→ Texto de origem
^^^^

20/11/2022

Caminhada rápida por novembro

Caminhada rápida para buscar itens básicos de sobrevivência (frutas) no calor de novembro. Fui pelas quadras que agora tão bem conheço, deslizando a cada bloco até a fruteira que eu esperava encontrar aberta. Mas não encontrei. Tive que fazer o retorno disfarçadamente para meu diminuto público como se ali não fosse meu destino inicial. Não me permito essas pequenas vergonhas, embora sofra hoje com as maiores. Ou o nervo de minha maior catástrofe não se chamaria pudendo.

Enfim, contornei por outras quadras, arriscando trajeto que ainda pouco tenho conhecimento, desviando pela Rua Três de Maio. Ela apresentou calçadas irregulares como as outras, com uma subida pouco íngreme e o calor cobrindo a rua fortemente, como uma capa aprisionadora. Pelo caminho, aos fins de semana, é normal topar pelas ruas com catadores de papelões ou plásticos. Procuro tentar identificar o que cada um carrega em seus carrinhos de ferro ou charretes. Observo que alguns carregam apenas o saco, em quantidade bem menor que seus companheiros. Outros batalham em carregamentos cheios, sol a sol, chuva a chuva. Lixeira a lixeira. Já os vi conversando sobre se o trajeto em questão valia a pena ou seria perda de tempo. Interessante a comunicação. Um ajuda o outro. Não adianta passar por onde outros vários passaram. Mas lixos e luxos se misturam também.

Medi meus passos na hora de passar por outra venda. Calculei que infelizmente chegaria quase emparelhando ao cidadão de carrinho quase cheio (ou seja lá a qual limite ele se submeta na árdua luta diária). Entrei finalmente na venda e perguntei em voz baixa sobre as frutas, que me foram apontadas uma a uma até completar minha pequena missão. Enquanto aguardava que o senhor de cabelos grisalhos me servisse mais um copo de salada de frutas, o trabalhador que passava simultaneamente à rua havia desaparecido de minha vista. Não voltaria a encontrá-lo nesta ocasião, mas possivelmente em outra, pelo bairro revisitado.

Em posse das frutas, dei o dinheiro, recebi o troco e segui minha breve caminhada com o destino de volta. O calor estava de rachar e eu certamente não aguentaria grandes distâncias, com o menor que fosse o carregamento a suprir. Ao cruzar pela esquina da Almirante Tamandaré, onde foi oriundo o importante movimento Sofá na Rua, avistei lá para baixo da quadra um par de pessoas, sem conseguir identificar de quem se tratava. Poderiam ser crianças brincando, poderiam ser usuários de droga à luz do dia, ou somente adultos desiludidos, cabisbaixos, sentados ao meio fio a refletir. Todas as possibilidades, embora antonímias, me evocam uma tristeza, uma espécie de nostalgia.

^^^^

→ Instrução 1
Devolva, sem mudar nada, o trecho do relato da caminhada que vai de "Em posse das" até "espécie de nostalgia.".
→ Instrução 2
Responda com base no relato da caminhada:
(a) Por qual rua foi feito o desvio?
(b) Qual movimento teve origem na esquina da Almirante Tamandaré?
(c) O que o senhor de cabelos grisalhos estava servindo?

→ Itens guardados de uma coleção
^^^^

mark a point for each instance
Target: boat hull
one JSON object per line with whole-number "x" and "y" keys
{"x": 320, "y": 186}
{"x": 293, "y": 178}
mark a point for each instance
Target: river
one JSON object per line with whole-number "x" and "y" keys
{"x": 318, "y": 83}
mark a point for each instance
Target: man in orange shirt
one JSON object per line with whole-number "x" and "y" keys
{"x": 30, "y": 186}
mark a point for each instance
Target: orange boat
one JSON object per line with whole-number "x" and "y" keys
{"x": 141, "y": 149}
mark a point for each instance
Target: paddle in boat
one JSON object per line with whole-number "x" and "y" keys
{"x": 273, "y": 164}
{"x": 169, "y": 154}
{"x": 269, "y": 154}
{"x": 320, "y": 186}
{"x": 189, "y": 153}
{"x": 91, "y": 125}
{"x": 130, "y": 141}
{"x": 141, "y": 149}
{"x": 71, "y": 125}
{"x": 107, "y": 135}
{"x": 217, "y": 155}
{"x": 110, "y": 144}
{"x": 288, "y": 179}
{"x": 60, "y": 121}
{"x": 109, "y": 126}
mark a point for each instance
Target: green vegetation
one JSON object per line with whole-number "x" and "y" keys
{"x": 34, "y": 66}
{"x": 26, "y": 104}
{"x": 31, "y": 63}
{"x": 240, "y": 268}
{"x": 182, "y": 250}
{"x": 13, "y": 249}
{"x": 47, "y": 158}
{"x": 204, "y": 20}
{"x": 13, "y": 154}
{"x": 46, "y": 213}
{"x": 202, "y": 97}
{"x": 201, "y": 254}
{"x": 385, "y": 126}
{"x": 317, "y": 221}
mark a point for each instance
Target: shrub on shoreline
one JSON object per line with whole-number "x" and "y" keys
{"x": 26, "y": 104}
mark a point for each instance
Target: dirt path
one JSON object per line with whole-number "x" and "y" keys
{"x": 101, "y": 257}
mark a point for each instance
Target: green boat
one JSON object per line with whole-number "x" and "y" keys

^^^^

→ Resposta correta 1
Em posse das frutas, dei o dinheiro, recebi o troco e segui minha breve caminhada com o destino de volta. O calor estava de rachar e eu certamente não aguentaria grandes distâncias, com o menor que fosse o carregamento a suprir. Ao cruzar pela esquina da Almirante Tamandaré, onde foi oriundo o importante movimento Sofá na Rua, avistei lá para baixo da quadra um par de pessoas, sem conseguir identificar de quem se tratava. Poderiam ser crianças brincando, poderiam ser usuários de droga à luz do dia, ou somente adultos desiludidos, cabisbaixos, sentados ao meio fio a refletir. Todas as possibilidades, embora antonímias, me evocam uma tristeza, uma espécie de nostalgia.

→ Resposta correta 2
(a) Pela Rua Três de Maio.
(b) O movimento Sofá na Rua.
(c) Mais um copo de salada de frutas.